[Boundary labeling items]
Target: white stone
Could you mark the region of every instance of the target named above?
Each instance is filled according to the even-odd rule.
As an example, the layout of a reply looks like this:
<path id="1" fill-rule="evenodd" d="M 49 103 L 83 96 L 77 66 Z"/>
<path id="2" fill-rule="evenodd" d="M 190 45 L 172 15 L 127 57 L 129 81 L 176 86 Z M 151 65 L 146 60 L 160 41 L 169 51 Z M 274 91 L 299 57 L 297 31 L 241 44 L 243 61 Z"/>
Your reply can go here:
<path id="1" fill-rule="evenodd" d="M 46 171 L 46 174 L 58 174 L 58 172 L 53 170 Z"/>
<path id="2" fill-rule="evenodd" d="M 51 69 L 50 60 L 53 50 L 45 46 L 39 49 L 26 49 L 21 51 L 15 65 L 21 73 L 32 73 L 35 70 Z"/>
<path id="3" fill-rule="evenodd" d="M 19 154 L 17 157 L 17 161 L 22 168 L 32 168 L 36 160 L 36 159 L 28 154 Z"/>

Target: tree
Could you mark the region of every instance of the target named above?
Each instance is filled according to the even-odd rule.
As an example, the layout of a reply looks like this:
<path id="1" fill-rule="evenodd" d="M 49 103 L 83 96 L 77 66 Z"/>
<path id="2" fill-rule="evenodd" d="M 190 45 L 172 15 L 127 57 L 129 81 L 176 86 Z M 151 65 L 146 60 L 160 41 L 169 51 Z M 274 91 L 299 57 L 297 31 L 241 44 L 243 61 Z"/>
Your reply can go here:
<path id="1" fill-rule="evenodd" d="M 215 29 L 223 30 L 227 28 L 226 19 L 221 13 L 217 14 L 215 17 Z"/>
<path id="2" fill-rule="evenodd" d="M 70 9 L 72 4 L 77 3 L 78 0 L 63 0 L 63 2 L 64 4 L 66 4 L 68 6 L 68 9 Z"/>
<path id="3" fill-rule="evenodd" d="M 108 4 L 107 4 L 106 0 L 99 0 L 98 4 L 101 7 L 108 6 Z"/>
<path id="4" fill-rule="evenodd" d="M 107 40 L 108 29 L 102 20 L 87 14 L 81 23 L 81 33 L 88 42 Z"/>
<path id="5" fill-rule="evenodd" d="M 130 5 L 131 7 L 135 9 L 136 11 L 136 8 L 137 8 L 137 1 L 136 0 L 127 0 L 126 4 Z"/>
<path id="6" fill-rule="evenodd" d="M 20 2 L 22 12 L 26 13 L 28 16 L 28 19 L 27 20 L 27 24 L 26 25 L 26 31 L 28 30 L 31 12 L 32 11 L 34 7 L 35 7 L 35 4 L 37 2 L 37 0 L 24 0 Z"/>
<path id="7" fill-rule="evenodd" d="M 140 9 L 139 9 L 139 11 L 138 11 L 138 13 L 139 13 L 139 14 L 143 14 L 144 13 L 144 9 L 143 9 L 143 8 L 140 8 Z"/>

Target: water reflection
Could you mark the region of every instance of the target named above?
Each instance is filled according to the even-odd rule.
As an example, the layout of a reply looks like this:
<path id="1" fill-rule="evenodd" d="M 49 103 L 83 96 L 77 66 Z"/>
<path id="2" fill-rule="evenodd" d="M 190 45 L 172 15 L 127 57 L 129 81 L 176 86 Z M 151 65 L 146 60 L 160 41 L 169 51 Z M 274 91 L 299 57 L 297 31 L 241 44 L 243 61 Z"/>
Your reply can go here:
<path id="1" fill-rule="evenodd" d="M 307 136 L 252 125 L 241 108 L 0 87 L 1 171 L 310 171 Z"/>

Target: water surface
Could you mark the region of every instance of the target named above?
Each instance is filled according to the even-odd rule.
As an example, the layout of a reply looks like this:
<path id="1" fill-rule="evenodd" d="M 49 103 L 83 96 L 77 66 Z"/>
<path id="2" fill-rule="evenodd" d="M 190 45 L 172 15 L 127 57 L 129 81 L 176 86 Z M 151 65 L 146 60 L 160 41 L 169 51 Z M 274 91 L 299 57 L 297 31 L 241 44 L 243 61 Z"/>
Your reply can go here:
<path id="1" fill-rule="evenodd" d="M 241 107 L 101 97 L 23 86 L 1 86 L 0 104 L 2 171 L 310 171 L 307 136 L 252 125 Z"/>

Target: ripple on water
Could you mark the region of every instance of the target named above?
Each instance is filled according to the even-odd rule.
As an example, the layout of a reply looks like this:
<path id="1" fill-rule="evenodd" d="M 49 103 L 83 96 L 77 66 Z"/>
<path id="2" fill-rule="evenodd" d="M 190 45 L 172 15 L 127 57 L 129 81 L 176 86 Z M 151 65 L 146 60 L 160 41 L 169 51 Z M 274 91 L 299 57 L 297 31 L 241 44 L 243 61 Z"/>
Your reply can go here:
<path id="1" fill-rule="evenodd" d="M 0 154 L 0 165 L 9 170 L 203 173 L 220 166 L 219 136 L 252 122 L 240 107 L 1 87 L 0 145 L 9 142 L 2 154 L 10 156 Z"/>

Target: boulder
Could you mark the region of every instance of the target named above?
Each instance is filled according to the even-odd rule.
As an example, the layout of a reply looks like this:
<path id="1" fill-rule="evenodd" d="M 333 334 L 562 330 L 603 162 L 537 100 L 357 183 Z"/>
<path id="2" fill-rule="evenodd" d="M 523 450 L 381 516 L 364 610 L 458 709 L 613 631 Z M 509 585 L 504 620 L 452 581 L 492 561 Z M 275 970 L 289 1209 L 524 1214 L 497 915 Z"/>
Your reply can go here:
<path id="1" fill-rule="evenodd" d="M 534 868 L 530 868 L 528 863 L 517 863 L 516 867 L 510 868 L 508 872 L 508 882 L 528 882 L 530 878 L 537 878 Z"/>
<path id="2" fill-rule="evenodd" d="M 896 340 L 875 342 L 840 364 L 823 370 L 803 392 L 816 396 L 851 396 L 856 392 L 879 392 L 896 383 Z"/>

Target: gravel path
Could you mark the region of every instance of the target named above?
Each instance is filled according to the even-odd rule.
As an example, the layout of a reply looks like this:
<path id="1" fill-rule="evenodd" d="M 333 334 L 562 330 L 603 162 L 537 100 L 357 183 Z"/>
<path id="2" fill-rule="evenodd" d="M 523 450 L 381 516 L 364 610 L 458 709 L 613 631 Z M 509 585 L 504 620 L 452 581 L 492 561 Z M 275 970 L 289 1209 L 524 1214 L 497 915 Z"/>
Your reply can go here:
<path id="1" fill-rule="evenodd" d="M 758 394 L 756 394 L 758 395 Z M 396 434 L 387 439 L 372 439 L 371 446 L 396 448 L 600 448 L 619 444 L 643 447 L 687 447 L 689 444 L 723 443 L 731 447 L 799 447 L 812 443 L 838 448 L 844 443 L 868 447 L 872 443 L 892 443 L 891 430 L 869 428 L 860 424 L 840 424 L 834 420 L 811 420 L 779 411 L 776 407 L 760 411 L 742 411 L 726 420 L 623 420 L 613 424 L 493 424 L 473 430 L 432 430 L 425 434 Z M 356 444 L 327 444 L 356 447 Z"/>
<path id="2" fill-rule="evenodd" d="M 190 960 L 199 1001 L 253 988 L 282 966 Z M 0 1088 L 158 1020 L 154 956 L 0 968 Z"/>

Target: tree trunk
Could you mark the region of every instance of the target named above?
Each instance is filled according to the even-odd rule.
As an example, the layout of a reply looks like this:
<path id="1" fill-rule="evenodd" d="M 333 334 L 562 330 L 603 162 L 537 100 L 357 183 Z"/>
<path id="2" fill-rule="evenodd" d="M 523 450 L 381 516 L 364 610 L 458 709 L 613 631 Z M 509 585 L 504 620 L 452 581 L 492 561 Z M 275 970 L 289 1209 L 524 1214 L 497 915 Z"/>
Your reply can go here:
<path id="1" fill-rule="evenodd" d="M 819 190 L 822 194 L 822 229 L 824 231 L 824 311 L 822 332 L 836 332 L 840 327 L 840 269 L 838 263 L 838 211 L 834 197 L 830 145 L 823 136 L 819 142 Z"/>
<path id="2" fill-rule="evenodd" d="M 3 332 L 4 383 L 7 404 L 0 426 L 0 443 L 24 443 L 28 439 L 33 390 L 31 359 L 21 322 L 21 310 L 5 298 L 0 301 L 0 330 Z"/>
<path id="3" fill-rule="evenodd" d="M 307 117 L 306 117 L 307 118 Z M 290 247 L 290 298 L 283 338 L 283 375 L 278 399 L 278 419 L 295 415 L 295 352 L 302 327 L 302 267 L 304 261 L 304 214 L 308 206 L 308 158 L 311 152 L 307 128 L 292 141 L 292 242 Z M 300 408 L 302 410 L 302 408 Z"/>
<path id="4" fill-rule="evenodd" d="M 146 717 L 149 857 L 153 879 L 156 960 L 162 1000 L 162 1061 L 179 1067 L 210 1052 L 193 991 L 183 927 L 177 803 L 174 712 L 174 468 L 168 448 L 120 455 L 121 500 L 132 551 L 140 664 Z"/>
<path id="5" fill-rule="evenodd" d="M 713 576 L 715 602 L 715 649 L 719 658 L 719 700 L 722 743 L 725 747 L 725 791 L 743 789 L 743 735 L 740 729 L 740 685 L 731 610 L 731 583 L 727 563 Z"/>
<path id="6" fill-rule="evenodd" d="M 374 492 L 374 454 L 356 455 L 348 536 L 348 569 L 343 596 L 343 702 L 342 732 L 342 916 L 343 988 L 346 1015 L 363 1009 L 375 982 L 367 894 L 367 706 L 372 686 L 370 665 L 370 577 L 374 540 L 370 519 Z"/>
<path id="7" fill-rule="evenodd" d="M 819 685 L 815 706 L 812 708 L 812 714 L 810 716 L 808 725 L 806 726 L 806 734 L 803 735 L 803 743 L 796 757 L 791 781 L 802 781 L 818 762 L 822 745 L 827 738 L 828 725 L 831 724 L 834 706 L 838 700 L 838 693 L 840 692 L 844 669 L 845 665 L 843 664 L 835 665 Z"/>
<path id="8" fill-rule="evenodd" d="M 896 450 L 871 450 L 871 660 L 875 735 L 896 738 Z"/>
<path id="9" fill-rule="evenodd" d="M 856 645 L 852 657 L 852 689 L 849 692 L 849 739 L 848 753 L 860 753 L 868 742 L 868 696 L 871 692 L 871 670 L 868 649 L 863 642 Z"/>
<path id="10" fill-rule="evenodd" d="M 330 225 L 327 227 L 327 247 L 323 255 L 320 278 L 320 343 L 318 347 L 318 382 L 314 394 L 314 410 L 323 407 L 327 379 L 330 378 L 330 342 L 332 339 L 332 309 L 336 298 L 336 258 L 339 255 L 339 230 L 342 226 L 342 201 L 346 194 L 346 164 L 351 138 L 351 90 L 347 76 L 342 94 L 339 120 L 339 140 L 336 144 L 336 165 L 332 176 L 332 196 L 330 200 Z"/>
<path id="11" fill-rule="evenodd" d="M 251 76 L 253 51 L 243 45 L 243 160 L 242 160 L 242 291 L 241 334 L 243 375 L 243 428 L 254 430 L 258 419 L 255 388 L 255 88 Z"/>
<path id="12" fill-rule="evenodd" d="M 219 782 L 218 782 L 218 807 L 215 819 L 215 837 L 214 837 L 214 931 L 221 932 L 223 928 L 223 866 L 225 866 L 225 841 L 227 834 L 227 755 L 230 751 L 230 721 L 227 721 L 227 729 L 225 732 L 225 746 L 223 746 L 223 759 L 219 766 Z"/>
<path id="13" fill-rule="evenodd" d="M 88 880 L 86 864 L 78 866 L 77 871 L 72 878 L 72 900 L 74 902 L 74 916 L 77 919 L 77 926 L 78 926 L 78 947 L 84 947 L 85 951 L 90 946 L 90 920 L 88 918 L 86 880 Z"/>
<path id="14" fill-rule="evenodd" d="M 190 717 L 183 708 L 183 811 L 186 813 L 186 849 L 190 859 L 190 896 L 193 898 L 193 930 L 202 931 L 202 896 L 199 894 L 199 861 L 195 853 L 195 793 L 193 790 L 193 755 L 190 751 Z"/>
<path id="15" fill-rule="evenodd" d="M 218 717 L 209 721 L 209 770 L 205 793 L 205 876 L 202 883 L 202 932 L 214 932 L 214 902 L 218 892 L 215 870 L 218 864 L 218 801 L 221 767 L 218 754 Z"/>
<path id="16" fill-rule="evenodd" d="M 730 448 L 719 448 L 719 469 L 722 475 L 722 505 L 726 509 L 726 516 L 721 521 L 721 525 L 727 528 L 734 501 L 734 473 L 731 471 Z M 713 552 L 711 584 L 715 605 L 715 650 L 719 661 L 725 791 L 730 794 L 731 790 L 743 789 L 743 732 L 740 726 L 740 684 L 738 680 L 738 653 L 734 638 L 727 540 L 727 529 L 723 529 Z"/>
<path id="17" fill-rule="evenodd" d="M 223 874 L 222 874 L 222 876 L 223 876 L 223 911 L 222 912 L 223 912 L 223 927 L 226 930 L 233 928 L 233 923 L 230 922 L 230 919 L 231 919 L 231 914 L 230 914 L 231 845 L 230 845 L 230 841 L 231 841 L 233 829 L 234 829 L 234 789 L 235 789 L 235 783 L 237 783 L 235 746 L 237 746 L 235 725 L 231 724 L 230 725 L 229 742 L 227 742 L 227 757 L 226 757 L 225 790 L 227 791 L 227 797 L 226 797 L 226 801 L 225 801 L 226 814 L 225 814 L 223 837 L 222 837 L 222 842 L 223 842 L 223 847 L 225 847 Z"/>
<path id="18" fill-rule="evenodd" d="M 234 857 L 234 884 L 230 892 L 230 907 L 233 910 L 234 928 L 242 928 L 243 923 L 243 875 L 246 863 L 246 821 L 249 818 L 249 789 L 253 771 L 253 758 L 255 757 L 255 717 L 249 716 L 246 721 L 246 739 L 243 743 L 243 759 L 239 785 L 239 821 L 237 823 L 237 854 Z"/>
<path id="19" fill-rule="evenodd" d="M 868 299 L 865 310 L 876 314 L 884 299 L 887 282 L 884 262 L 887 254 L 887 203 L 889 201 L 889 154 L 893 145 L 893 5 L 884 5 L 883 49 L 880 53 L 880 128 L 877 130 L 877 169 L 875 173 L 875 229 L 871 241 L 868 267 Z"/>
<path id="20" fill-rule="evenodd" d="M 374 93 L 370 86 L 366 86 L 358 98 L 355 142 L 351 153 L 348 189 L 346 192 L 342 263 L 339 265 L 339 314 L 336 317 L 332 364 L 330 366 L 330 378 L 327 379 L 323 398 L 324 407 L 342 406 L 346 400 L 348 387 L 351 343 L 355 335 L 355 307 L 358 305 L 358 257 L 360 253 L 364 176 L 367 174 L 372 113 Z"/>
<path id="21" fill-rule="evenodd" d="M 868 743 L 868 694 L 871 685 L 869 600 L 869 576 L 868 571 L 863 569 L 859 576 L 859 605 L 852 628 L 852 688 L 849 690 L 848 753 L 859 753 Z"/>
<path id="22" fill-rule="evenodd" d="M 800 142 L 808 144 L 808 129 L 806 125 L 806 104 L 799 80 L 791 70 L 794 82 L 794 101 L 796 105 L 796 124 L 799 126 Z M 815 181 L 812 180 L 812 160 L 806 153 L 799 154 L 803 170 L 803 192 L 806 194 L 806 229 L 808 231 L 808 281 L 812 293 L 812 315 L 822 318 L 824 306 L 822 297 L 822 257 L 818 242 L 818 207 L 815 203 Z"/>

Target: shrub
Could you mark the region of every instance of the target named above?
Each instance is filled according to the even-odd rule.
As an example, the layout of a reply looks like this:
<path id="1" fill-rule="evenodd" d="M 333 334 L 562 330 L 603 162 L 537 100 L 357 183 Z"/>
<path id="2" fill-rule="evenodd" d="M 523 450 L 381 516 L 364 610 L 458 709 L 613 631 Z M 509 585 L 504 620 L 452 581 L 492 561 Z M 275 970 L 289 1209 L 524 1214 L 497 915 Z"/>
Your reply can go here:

[WHAT YOU SHOULD DO] Update the items from their start through the line containing "19 154 L 17" by changing "reply" to "response" and leaving everything else untouched.

[RESPONSE BELOW]
Target: white stone
Could you mark the region of every instance of the target named above?
Each instance is filled according to the even-odd rule.
As an example, the layout of a response looks like this:
<path id="1" fill-rule="evenodd" d="M 49 103 L 83 96 L 77 66 Z"/>
<path id="2" fill-rule="evenodd" d="M 190 45 L 172 15 L 127 57 L 129 81 L 176 86 Z M 151 65 L 146 60 L 160 41 L 169 51 Z M 274 91 L 299 57 L 297 31 L 241 44 L 243 61 Z"/>
Your response can go here:
<path id="1" fill-rule="evenodd" d="M 46 171 L 46 174 L 58 174 L 58 172 L 53 170 Z"/>
<path id="2" fill-rule="evenodd" d="M 51 69 L 50 60 L 53 50 L 45 46 L 39 49 L 26 49 L 21 51 L 15 65 L 21 73 L 32 73 L 35 70 Z"/>
<path id="3" fill-rule="evenodd" d="M 19 154 L 17 157 L 17 161 L 22 168 L 32 168 L 36 160 L 36 159 L 28 154 Z"/>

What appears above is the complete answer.